WHAT YOU NEED TO DO:
Please restate the data that follows, leaving every word in place.

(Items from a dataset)
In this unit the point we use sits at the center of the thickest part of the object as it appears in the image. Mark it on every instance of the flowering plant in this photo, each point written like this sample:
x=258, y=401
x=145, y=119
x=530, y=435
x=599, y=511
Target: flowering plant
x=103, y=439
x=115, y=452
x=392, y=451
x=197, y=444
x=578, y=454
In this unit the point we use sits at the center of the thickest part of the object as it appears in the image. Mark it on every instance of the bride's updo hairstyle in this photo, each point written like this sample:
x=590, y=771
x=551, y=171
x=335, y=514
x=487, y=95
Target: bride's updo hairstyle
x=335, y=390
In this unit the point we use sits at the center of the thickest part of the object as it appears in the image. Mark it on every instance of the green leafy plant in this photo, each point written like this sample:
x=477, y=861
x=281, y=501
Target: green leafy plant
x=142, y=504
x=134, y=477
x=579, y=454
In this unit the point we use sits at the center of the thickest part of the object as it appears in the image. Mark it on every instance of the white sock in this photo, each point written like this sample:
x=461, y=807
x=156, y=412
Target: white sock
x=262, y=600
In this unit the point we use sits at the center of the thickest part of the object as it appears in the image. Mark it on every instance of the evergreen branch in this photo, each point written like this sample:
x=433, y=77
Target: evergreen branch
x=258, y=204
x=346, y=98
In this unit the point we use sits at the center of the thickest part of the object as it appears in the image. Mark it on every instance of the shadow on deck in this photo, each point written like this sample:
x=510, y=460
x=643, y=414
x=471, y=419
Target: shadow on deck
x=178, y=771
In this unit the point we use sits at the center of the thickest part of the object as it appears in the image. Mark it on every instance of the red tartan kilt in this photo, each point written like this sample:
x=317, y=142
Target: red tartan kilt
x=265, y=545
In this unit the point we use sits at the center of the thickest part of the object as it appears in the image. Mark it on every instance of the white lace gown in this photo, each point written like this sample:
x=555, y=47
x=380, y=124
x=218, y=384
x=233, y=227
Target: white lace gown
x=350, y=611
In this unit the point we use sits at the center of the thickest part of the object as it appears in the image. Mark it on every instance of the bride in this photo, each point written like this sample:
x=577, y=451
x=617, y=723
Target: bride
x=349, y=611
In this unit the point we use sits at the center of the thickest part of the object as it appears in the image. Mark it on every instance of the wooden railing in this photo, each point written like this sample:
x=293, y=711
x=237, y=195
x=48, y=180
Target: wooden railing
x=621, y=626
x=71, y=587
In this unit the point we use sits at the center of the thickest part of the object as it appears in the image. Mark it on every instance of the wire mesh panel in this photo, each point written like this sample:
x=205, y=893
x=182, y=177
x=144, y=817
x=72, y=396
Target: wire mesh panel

EXERCISE ANSWER:
In this unit the point we use sits at the center of the thickest part of the object as it appears in the image. Mark it on every instance of the flowering plant in this photo, each point written like this sample:
x=258, y=401
x=145, y=119
x=530, y=435
x=599, y=511
Target: flowering plant
x=103, y=439
x=115, y=452
x=392, y=451
x=197, y=444
x=578, y=454
In this unit the point we use sits at the center of the thickest part of the object as it appears in the image. Mark it on every instance of the bride's updo hairstyle in this photo, each point written like this sample:
x=590, y=771
x=551, y=171
x=335, y=514
x=487, y=95
Target: bride's updo hairstyle
x=335, y=390
In this unit the point we use sits at the center of the thickest part of the object as it appears in the image. Mark it on every instance of the green leafy plant in this photo, each point written like this sample:
x=477, y=861
x=281, y=501
Target: green leafy plant
x=142, y=504
x=134, y=477
x=579, y=454
In this unit the point we use sits at the center of the thickest part of the object as it appears in the image. Mark it on every instance of the white sock in this photo, each point written like this sample:
x=461, y=807
x=156, y=412
Target: white sock
x=262, y=600
In this unit the point we use sits at the center of the thickest part of the object as it appears in the image. Mark it on every instance of the evergreen branch in this photo, each point written like this sample:
x=433, y=77
Target: evergreen branch
x=258, y=204
x=346, y=98
In this unit the point we use sits at the center of the thickest part of the object as it appears in the image. Mark it on every instance of the shadow on deck in this photo, each point written like this sample:
x=510, y=460
x=643, y=414
x=471, y=419
Target: shadow on deck
x=178, y=771
In this unit the point we use sits at the center of the thickest part of the object as it appears in the image. Mark it on every instance of the red tartan kilt in this photo, each point written like this sample:
x=317, y=142
Target: red tartan kilt
x=265, y=545
In this unit the point we use sits at the center of the thickest part of the object as it appears in the image. Mark it on every instance of the white lace gown in this photo, each point written like this sample:
x=555, y=47
x=380, y=124
x=218, y=384
x=233, y=227
Target: white lace gown
x=350, y=611
In this unit the point we use sits at the center of the thickest part of the object as it appears in the image. Mark it on every instance of the bride in this photo, each point written like this sample:
x=577, y=451
x=617, y=723
Target: bride
x=349, y=611
In this unit the point we use sits at the center of the thickest part of the object as it appears in the image. Mark it on every instance of the wooden railing in this photo, each point written like this sample:
x=293, y=711
x=237, y=195
x=48, y=180
Target: wooden railing
x=621, y=626
x=71, y=587
In this unit the point we use sits at the center of the thickest part of the object as it appears in the image. Mark it on every instance of the wire mesh panel in this photo, each point written like this sample:
x=205, y=893
x=182, y=177
x=144, y=817
x=72, y=396
Target: wire mesh panel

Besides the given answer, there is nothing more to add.